* _GIVEN REQUEST_: Update the entries below so that "vertex pairs" reads "coordinate pairs" everywhere, with nothing else changed, and omit the pictures from your answer.

* _LISTED RECORDS_:

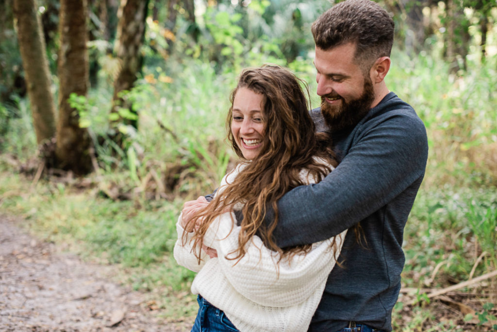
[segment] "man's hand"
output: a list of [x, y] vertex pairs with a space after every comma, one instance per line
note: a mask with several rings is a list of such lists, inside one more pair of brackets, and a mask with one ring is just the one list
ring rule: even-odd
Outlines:
[[198, 220], [195, 224], [188, 222], [192, 220], [193, 217], [197, 212], [203, 209], [209, 204], [207, 200], [203, 196], [200, 196], [195, 201], [188, 201], [183, 205], [183, 210], [181, 210], [181, 227], [186, 230], [186, 231], [191, 233], [196, 228], [198, 228], [199, 224], [201, 223], [201, 221]]

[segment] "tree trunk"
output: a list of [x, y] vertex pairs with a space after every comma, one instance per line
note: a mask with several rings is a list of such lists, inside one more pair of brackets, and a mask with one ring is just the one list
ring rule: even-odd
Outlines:
[[447, 29], [445, 39], [446, 57], [450, 64], [449, 71], [455, 74], [459, 69], [457, 58], [456, 56], [455, 25], [456, 20], [454, 17], [454, 4], [453, 0], [445, 0], [446, 25]]
[[480, 21], [480, 29], [482, 32], [482, 62], [485, 62], [487, 58], [487, 34], [489, 32], [489, 17], [485, 13]]
[[15, 0], [14, 17], [38, 144], [55, 135], [55, 106], [41, 21], [35, 0]]
[[405, 6], [407, 14], [406, 19], [408, 27], [406, 34], [406, 47], [408, 52], [411, 55], [414, 55], [418, 54], [424, 46], [423, 7], [425, 1], [402, 0], [401, 2]]
[[88, 90], [86, 10], [86, 0], [61, 1], [58, 63], [60, 87], [56, 154], [59, 167], [78, 175], [91, 170], [91, 140], [86, 129], [80, 127], [79, 114], [71, 107], [68, 100], [73, 93], [86, 96]]
[[[120, 93], [130, 90], [137, 74], [141, 71], [143, 59], [140, 50], [145, 36], [148, 4], [149, 0], [121, 0], [118, 11], [119, 21], [114, 52], [120, 62], [120, 69], [114, 81], [111, 112], [119, 115], [111, 124], [114, 128], [120, 123], [138, 127], [136, 111], [120, 96]], [[128, 109], [129, 115], [123, 116], [119, 111], [121, 108]]]

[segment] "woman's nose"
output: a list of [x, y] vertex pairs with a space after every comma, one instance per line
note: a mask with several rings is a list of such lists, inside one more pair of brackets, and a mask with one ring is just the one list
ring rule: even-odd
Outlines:
[[244, 119], [240, 128], [240, 132], [243, 134], [249, 134], [253, 132], [253, 127], [248, 119]]

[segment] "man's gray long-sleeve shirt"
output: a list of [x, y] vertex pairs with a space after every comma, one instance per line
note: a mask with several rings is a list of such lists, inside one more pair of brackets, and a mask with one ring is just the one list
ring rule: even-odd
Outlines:
[[[326, 129], [319, 109], [312, 115]], [[329, 238], [360, 222], [366, 243], [345, 238], [343, 266], [330, 275], [309, 328], [336, 331], [349, 321], [391, 331], [401, 287], [404, 226], [424, 175], [426, 130], [414, 110], [389, 93], [352, 129], [332, 134], [339, 162], [323, 181], [287, 193], [274, 232], [280, 247]], [[266, 216], [270, 222], [271, 214]]]

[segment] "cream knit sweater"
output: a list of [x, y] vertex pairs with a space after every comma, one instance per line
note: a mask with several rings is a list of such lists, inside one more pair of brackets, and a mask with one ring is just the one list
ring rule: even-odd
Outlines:
[[[243, 167], [239, 165], [225, 175], [218, 192]], [[314, 182], [307, 172], [301, 175], [307, 182]], [[204, 237], [204, 244], [217, 250], [218, 257], [211, 259], [202, 252], [198, 264], [189, 241], [193, 233], [182, 245], [181, 218], [180, 215], [176, 223], [178, 240], [174, 255], [178, 264], [198, 272], [191, 286], [193, 294], [200, 294], [223, 310], [242, 332], [307, 331], [335, 265], [331, 247], [332, 238], [314, 243], [307, 254], [283, 258], [277, 264], [279, 255], [255, 236], [248, 243], [245, 255], [237, 263], [226, 256], [238, 247], [240, 227], [234, 223], [234, 214], [226, 213], [214, 220]], [[346, 232], [336, 237], [338, 250]]]

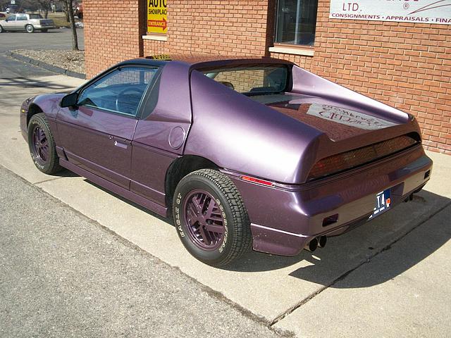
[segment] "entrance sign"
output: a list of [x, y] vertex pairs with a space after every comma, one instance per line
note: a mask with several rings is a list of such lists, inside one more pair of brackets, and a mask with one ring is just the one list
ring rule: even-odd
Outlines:
[[329, 18], [451, 25], [451, 0], [330, 0]]
[[166, 34], [167, 0], [147, 0], [147, 32]]

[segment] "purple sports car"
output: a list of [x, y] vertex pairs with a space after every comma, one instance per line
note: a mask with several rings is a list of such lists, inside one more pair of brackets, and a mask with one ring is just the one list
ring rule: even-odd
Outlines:
[[215, 266], [323, 247], [412, 198], [432, 168], [413, 115], [268, 58], [125, 61], [28, 99], [20, 125], [41, 171], [172, 213]]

* _EXERCISE RESULT_:
[segment] "man's hand"
output: a list of [x, y] coordinate pairs with a space after every comma, one instance per line
note: a mask with several rings is a list of such lists, inside one more pair of brackets, and a mask with one ring is just the one list
ring rule: even-odd
Outlines:
[[198, 220], [195, 224], [188, 222], [192, 220], [193, 217], [197, 212], [203, 209], [209, 204], [207, 200], [203, 196], [200, 196], [195, 201], [188, 201], [183, 205], [183, 210], [181, 210], [181, 227], [186, 230], [186, 231], [191, 233], [196, 228], [198, 228], [199, 224], [201, 223], [201, 221]]

[segment] "tree trunk"
output: a list of [x, y] coordinate pairs with a space after every comma, one instance per line
note: a mask with several rings is a list of such lists, inside one more pair of brackets, and a mask with one ring is just the one list
ring rule: even-odd
Outlines:
[[447, 29], [445, 39], [446, 57], [450, 64], [449, 71], [455, 74], [459, 69], [457, 58], [456, 56], [455, 25], [456, 20], [454, 17], [454, 4], [453, 0], [445, 0], [446, 25]]
[[480, 21], [480, 29], [482, 32], [482, 62], [485, 62], [487, 58], [487, 34], [489, 32], [489, 17], [485, 13]]
[[15, 0], [14, 17], [38, 144], [55, 135], [55, 106], [41, 21], [35, 0]]
[[405, 6], [407, 14], [406, 19], [408, 27], [406, 34], [406, 47], [408, 52], [411, 55], [414, 55], [418, 54], [424, 46], [423, 7], [425, 1], [402, 0], [401, 2]]
[[88, 90], [86, 10], [86, 0], [61, 1], [58, 63], [60, 87], [56, 154], [59, 167], [78, 175], [91, 170], [91, 140], [86, 129], [80, 127], [79, 114], [71, 107], [68, 100], [73, 93], [86, 96]]
[[[120, 93], [130, 90], [137, 74], [141, 71], [143, 59], [140, 50], [145, 36], [148, 4], [149, 0], [121, 0], [118, 11], [119, 21], [114, 52], [120, 62], [120, 69], [114, 81], [111, 112], [119, 115], [111, 124], [114, 128], [120, 123], [138, 127], [136, 111], [120, 96]], [[128, 109], [129, 115], [123, 116], [119, 111], [121, 108]]]

[segment] "woman's nose"
output: a list of [x, y] coordinate pairs with a space after every comma, one instance per line
note: a mask with several rings is a list of such lists, inside one more pair of brackets, and a mask with one ring is just the one list
ring rule: even-odd
Outlines:
[[244, 119], [240, 128], [240, 132], [243, 134], [249, 134], [253, 132], [253, 127], [248, 119]]

[segment] "man's gray long-sleeve shirt"
output: a list of [x, y] coordinate pairs with a space after every comma, one instance per line
note: a mask with several rings is a list of such lists, inside one more pair of brackets, and a mask with one ring is just the one list
ring rule: even-odd
Outlines:
[[[326, 129], [319, 109], [312, 115]], [[329, 238], [360, 222], [366, 243], [345, 238], [343, 266], [330, 275], [309, 328], [336, 331], [349, 321], [391, 331], [401, 287], [404, 226], [424, 175], [426, 130], [414, 110], [389, 93], [352, 129], [332, 134], [339, 162], [323, 181], [287, 193], [274, 232], [280, 247]], [[266, 216], [270, 222], [271, 214]]]

[segment] "cream knit sweater"
output: a list of [x, y] coordinate pairs with a space after every comma, one instance per line
note: a mask with several rings is a list of such lists, inside one more pair of brackets, and a mask with one ring is just the one list
ring rule: even-odd
Outlines:
[[[243, 167], [239, 165], [225, 175], [218, 192]], [[314, 182], [307, 172], [301, 175], [307, 182]], [[204, 237], [204, 244], [217, 250], [218, 257], [211, 259], [202, 252], [198, 264], [189, 241], [193, 233], [182, 245], [181, 218], [180, 215], [176, 223], [178, 240], [174, 255], [178, 264], [198, 272], [191, 286], [193, 294], [200, 294], [223, 310], [242, 332], [307, 331], [335, 265], [331, 247], [332, 238], [314, 243], [307, 254], [283, 258], [277, 264], [279, 255], [255, 236], [248, 243], [245, 255], [237, 263], [226, 256], [238, 247], [240, 227], [234, 223], [234, 214], [226, 213], [214, 220]], [[346, 232], [336, 237], [338, 250]]]

[segment] "entrance sign"
output: a list of [x, y] coordinate pairs with a space after every comma, one instance per line
note: a mask with several rings is a list of such lists, inside one more pair of brackets, and a mask with one ring is just the one list
ring rule: even-odd
Outlines:
[[329, 18], [451, 25], [451, 0], [330, 0]]
[[166, 34], [167, 0], [147, 0], [147, 32]]

[segment] "purple sports car"
output: a list of [x, y] coordinate pairs with a space after every comma, one instance per line
note: a mask with several rings is a list of such lists, inside one more pair of brackets, and a mask with one ring is just the one list
ring rule: even-odd
Outlines:
[[215, 266], [323, 247], [412, 198], [432, 168], [413, 115], [268, 58], [125, 61], [28, 99], [20, 125], [41, 171], [172, 213]]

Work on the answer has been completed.